### EXERCISE DIRECTIONS
Turn everything below from the line containing "Where can you find the white ship" down to the line containing "point(48, 150)", both included, into a numbered list, leaving out any blank lines.

++++++++

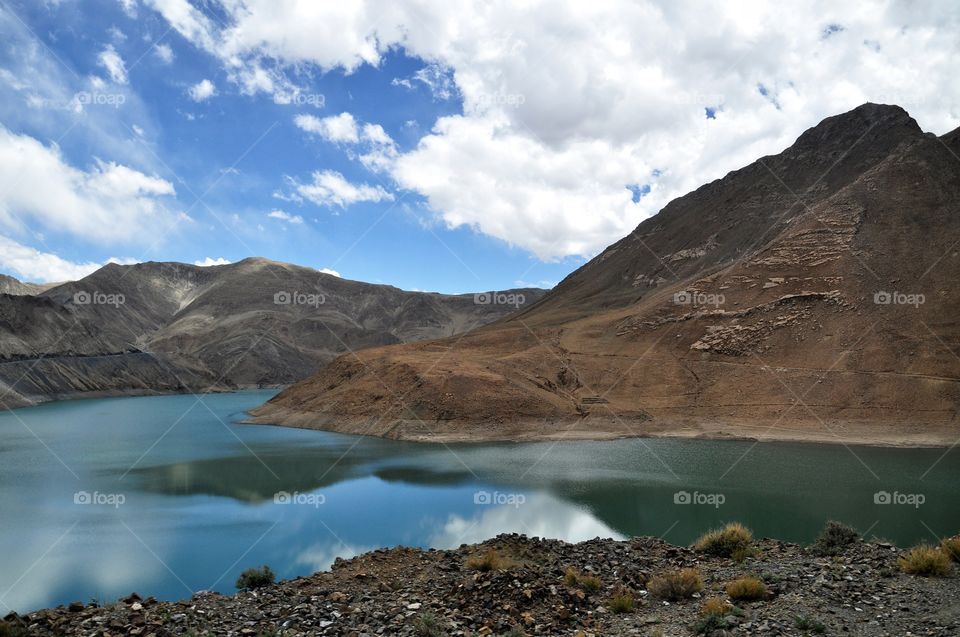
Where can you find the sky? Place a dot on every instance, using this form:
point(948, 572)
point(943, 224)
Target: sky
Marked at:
point(426, 144)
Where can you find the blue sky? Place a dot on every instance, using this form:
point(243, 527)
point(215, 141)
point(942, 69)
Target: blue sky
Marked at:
point(426, 145)
point(227, 156)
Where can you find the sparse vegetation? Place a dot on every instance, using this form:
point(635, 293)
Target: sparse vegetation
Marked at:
point(747, 589)
point(834, 538)
point(429, 626)
point(725, 542)
point(489, 561)
point(714, 615)
point(256, 578)
point(676, 585)
point(926, 560)
point(8, 629)
point(952, 547)
point(587, 582)
point(622, 601)
point(809, 624)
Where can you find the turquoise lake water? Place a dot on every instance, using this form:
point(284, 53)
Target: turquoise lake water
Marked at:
point(169, 495)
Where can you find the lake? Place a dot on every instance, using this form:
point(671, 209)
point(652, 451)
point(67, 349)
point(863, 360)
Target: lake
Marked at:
point(169, 495)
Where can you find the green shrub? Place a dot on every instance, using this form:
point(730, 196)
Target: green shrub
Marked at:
point(622, 601)
point(714, 616)
point(255, 578)
point(809, 624)
point(429, 626)
point(747, 589)
point(951, 546)
point(834, 538)
point(725, 542)
point(676, 585)
point(927, 561)
point(489, 561)
point(574, 578)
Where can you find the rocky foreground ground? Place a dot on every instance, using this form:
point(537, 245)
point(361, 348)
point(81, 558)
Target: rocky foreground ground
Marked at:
point(548, 587)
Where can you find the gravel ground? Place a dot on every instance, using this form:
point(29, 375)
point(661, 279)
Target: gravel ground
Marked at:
point(406, 591)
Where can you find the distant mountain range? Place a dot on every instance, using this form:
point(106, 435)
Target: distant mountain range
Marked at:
point(811, 295)
point(172, 327)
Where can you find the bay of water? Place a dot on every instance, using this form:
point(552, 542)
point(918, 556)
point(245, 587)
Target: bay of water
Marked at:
point(169, 495)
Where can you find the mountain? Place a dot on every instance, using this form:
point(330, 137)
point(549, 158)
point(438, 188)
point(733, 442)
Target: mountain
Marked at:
point(165, 327)
point(810, 295)
point(10, 285)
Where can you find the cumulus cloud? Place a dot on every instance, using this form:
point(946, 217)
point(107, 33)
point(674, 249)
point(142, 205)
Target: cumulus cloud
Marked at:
point(330, 188)
point(108, 202)
point(30, 264)
point(567, 104)
point(129, 7)
point(336, 128)
point(207, 262)
point(164, 53)
point(285, 216)
point(202, 91)
point(110, 60)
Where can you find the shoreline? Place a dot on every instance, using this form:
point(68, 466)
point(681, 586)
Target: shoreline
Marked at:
point(601, 429)
point(519, 585)
point(589, 429)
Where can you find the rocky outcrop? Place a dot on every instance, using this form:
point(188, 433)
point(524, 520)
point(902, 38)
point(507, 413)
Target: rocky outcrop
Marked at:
point(806, 296)
point(404, 591)
point(163, 327)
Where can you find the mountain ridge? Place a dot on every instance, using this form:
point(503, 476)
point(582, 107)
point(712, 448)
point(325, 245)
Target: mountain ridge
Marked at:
point(745, 308)
point(169, 327)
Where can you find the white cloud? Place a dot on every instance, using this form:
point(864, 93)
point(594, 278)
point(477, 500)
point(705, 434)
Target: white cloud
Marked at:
point(108, 202)
point(29, 264)
point(113, 63)
point(202, 90)
point(129, 7)
point(336, 128)
point(284, 216)
point(207, 262)
point(330, 188)
point(565, 104)
point(164, 53)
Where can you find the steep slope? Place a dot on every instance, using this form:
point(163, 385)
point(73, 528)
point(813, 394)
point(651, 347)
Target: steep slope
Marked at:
point(176, 327)
point(810, 295)
point(10, 285)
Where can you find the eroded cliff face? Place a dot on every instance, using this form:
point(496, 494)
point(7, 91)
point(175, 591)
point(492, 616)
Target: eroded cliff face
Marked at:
point(171, 327)
point(810, 295)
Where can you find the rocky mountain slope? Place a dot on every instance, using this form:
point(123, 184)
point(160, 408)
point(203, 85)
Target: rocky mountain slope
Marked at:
point(10, 285)
point(810, 295)
point(162, 327)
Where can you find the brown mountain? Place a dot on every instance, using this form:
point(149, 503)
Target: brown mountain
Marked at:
point(810, 295)
point(164, 327)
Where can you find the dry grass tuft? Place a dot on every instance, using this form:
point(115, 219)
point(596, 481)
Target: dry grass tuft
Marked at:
point(676, 585)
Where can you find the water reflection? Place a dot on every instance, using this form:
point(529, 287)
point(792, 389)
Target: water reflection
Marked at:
point(200, 507)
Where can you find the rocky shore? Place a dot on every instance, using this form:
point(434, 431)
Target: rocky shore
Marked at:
point(516, 585)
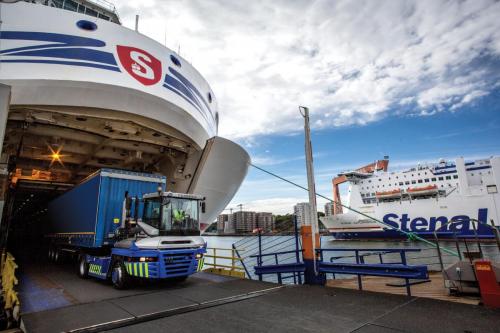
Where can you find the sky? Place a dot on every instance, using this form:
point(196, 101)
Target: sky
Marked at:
point(414, 80)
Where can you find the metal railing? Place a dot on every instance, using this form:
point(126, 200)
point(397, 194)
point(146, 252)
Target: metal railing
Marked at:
point(10, 299)
point(235, 268)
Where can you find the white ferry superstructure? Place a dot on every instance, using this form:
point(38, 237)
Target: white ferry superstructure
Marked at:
point(74, 81)
point(420, 200)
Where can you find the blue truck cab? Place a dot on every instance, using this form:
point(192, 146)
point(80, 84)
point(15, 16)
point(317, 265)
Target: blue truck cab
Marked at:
point(122, 226)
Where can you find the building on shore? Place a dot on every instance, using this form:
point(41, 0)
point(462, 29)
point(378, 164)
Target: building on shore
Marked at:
point(244, 221)
point(303, 212)
point(265, 221)
point(222, 221)
point(329, 209)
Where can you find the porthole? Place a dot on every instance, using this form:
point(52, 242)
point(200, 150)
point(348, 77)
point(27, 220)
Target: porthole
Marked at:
point(86, 25)
point(175, 60)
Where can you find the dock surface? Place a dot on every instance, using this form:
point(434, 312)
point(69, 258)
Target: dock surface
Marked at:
point(208, 303)
point(434, 289)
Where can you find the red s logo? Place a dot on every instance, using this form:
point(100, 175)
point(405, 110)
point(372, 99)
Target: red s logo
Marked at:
point(140, 64)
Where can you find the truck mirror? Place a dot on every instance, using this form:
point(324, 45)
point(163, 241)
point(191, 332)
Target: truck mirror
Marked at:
point(128, 203)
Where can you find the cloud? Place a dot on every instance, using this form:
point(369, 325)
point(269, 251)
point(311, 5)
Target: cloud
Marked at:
point(351, 62)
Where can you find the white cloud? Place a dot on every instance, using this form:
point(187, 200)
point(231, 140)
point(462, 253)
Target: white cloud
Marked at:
point(351, 62)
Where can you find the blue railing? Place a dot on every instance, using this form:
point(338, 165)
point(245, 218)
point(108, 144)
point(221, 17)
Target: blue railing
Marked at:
point(396, 269)
point(296, 269)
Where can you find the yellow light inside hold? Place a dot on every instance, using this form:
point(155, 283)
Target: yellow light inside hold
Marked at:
point(56, 155)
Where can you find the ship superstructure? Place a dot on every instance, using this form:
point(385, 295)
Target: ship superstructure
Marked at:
point(79, 92)
point(421, 199)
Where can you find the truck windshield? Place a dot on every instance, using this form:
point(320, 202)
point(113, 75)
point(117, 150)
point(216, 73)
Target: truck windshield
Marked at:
point(173, 217)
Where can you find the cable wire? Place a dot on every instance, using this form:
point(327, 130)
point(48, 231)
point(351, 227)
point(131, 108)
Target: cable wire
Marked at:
point(410, 235)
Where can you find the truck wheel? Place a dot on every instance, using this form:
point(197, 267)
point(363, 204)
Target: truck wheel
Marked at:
point(119, 276)
point(83, 268)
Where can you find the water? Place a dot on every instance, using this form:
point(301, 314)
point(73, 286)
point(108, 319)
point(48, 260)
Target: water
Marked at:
point(427, 256)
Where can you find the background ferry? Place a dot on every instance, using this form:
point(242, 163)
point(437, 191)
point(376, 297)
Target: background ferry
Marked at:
point(421, 200)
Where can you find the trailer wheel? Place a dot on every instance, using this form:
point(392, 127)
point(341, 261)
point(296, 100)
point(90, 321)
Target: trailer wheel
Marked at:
point(119, 276)
point(83, 268)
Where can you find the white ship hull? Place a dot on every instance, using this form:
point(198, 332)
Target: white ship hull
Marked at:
point(477, 200)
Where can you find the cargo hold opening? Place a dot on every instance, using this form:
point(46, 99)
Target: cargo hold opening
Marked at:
point(25, 221)
point(48, 150)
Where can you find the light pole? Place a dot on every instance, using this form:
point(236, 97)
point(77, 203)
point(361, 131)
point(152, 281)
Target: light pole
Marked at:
point(309, 233)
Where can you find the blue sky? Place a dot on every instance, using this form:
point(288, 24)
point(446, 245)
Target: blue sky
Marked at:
point(416, 80)
point(472, 131)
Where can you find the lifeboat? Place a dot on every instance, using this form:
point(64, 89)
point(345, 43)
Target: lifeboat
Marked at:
point(388, 194)
point(424, 190)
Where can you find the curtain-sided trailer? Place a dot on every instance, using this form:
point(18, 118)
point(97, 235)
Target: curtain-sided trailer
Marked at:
point(123, 225)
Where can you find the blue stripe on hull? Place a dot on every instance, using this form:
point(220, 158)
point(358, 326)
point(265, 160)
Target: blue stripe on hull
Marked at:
point(392, 234)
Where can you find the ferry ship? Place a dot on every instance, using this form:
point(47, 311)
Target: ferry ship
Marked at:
point(422, 200)
point(80, 92)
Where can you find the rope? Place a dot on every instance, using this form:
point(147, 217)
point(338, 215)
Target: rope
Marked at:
point(410, 235)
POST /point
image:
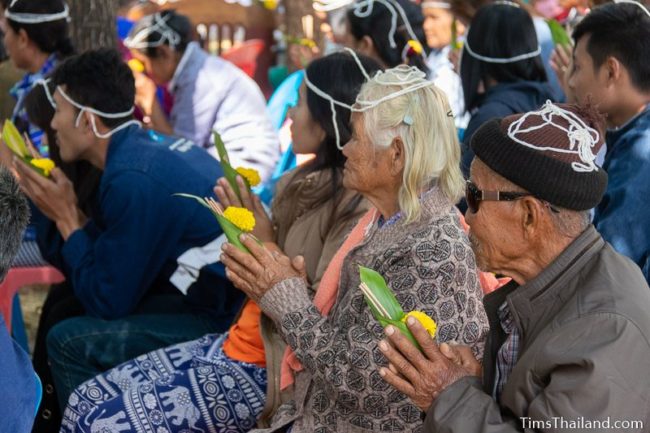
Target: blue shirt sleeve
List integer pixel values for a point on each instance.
(111, 272)
(623, 215)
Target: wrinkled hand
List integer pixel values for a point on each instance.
(422, 376)
(54, 196)
(562, 65)
(227, 197)
(257, 272)
(145, 92)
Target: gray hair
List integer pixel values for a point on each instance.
(14, 216)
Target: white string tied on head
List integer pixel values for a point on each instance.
(140, 41)
(643, 8)
(409, 78)
(582, 137)
(46, 87)
(33, 18)
(364, 8)
(330, 5)
(94, 112)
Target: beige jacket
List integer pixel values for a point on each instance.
(307, 231)
(584, 352)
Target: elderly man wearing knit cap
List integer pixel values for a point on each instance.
(569, 342)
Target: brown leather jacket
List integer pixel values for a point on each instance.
(584, 352)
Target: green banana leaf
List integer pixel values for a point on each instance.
(384, 295)
(228, 171)
(231, 231)
(558, 33)
(14, 140)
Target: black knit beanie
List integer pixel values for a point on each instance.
(540, 152)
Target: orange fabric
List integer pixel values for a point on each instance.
(244, 342)
(326, 293)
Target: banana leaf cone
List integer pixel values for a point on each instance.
(231, 231)
(14, 141)
(383, 304)
(228, 171)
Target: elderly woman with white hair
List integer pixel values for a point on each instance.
(404, 158)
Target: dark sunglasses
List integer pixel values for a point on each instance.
(475, 196)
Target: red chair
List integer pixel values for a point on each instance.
(20, 277)
(245, 56)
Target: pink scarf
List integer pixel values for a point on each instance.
(329, 287)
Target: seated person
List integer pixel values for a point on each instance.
(404, 157)
(570, 339)
(611, 70)
(124, 260)
(209, 93)
(17, 378)
(312, 215)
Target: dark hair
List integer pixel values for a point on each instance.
(377, 25)
(339, 76)
(14, 216)
(84, 176)
(622, 31)
(499, 31)
(99, 79)
(176, 22)
(49, 37)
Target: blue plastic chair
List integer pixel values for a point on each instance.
(284, 97)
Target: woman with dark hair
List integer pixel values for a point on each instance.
(36, 39)
(389, 31)
(209, 93)
(219, 382)
(501, 68)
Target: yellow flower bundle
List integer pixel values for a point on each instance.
(385, 307)
(18, 147)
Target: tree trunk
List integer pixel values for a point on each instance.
(93, 24)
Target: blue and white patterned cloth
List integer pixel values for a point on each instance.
(188, 387)
(19, 91)
(509, 351)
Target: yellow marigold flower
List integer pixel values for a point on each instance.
(241, 217)
(427, 322)
(44, 164)
(416, 46)
(251, 175)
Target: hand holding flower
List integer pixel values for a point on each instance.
(257, 272)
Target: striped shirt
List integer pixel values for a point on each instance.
(19, 117)
(509, 351)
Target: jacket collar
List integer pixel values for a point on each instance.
(535, 303)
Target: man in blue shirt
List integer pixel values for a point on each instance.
(610, 65)
(147, 252)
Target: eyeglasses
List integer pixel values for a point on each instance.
(475, 196)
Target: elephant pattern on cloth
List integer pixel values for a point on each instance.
(206, 393)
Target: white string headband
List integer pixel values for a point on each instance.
(159, 24)
(33, 18)
(582, 137)
(364, 8)
(412, 79)
(95, 112)
(645, 9)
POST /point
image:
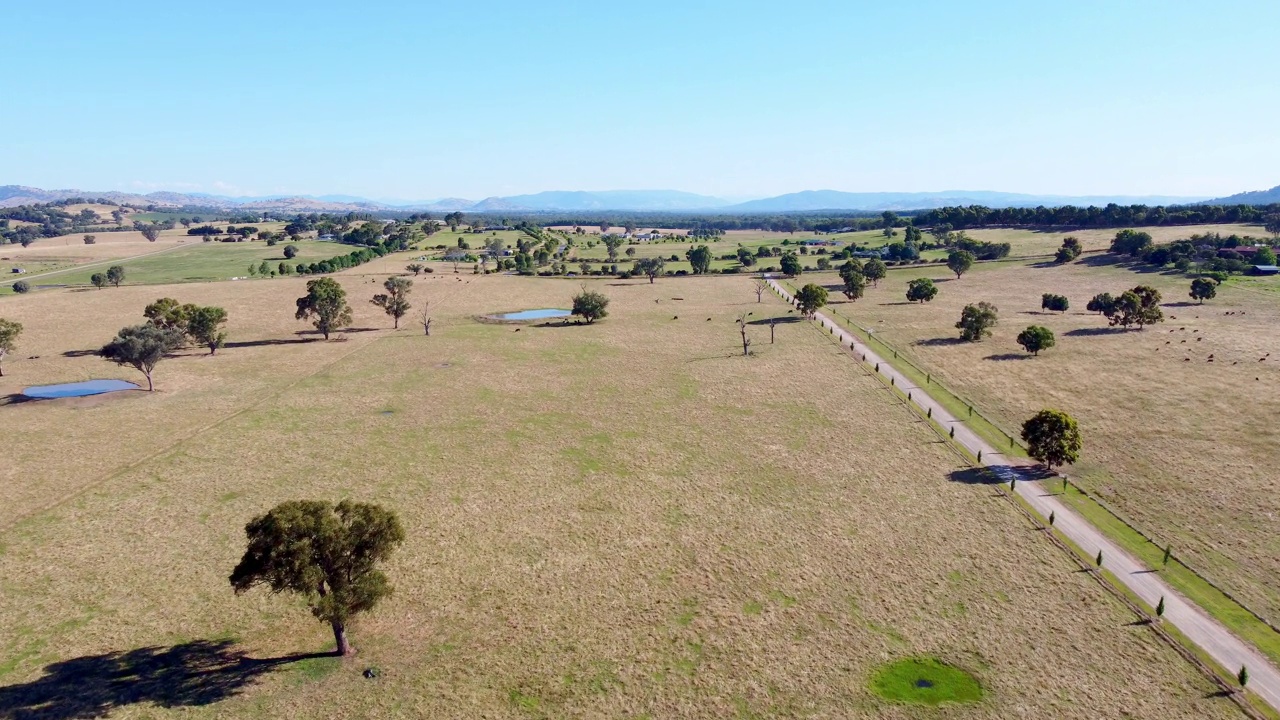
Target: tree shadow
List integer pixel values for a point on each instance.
(183, 675)
(16, 399)
(1091, 332)
(268, 342)
(781, 320)
(976, 477)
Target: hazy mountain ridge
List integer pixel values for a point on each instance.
(624, 200)
(1252, 197)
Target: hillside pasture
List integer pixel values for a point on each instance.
(1176, 418)
(612, 520)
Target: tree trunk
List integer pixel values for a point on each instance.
(339, 636)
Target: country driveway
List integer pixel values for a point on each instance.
(9, 281)
(1197, 625)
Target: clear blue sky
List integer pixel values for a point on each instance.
(430, 99)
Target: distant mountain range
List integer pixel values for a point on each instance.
(618, 200)
(1253, 197)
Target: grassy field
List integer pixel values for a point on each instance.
(208, 261)
(1179, 445)
(616, 520)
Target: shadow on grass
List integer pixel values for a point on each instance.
(1091, 332)
(182, 675)
(274, 341)
(976, 477)
(781, 320)
(16, 399)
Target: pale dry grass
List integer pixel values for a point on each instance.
(618, 520)
(1027, 242)
(1184, 447)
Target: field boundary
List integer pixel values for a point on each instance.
(1203, 630)
(862, 332)
(112, 474)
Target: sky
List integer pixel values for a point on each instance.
(420, 100)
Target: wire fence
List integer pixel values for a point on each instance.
(869, 336)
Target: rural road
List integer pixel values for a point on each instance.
(1197, 625)
(9, 281)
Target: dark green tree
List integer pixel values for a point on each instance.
(9, 332)
(854, 282)
(1130, 242)
(394, 301)
(328, 554)
(1070, 250)
(874, 270)
(205, 327)
(1203, 288)
(959, 261)
(590, 305)
(650, 267)
(142, 347)
(977, 320)
(790, 264)
(700, 258)
(325, 304)
(1101, 302)
(920, 290)
(810, 299)
(1055, 302)
(1036, 338)
(1052, 437)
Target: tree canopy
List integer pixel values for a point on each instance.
(9, 332)
(394, 301)
(590, 305)
(810, 299)
(1138, 306)
(142, 347)
(650, 267)
(205, 327)
(700, 258)
(1036, 338)
(920, 290)
(328, 554)
(959, 261)
(1052, 437)
(977, 320)
(325, 305)
(1203, 288)
(874, 270)
(790, 264)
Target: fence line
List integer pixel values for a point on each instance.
(1092, 497)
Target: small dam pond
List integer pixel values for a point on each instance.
(540, 314)
(77, 390)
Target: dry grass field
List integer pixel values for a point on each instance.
(1184, 446)
(616, 520)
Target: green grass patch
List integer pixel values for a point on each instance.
(1232, 614)
(924, 680)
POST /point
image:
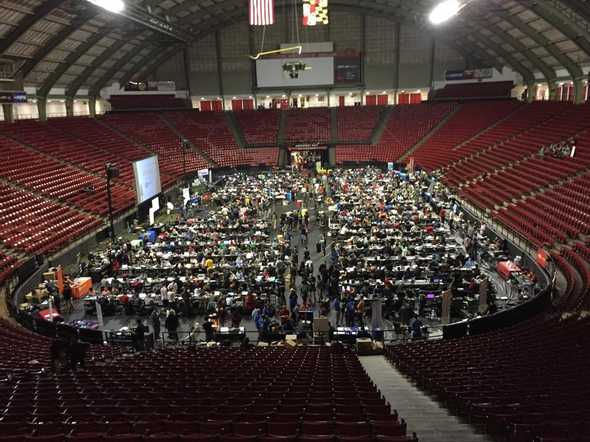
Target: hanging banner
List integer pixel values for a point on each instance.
(469, 74)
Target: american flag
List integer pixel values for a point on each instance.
(262, 12)
(315, 12)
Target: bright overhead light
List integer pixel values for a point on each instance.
(116, 6)
(444, 11)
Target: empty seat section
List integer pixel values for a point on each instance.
(406, 126)
(467, 122)
(260, 126)
(36, 172)
(35, 225)
(151, 131)
(356, 123)
(308, 125)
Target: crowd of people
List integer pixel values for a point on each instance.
(358, 246)
(563, 149)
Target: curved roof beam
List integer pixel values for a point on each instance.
(547, 71)
(53, 42)
(148, 67)
(23, 26)
(72, 89)
(581, 8)
(574, 70)
(527, 75)
(142, 63)
(475, 53)
(558, 20)
(233, 8)
(463, 47)
(50, 81)
(94, 90)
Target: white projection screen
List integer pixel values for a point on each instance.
(147, 178)
(269, 72)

++++++++

### TASK OUTPUT
1. Where can you find the white ship hull? Place a dot on every instance, using this form:
2. point(198, 332)
3. Target: white ship hull
4. Marked at:
5. point(477, 200)
6. Where can you find the cargo hold opening? Place a dot on every instance, using this form:
7. point(46, 99)
8. Target: cargo hold opening
9. Marked at:
10. point(25, 221)
11. point(48, 150)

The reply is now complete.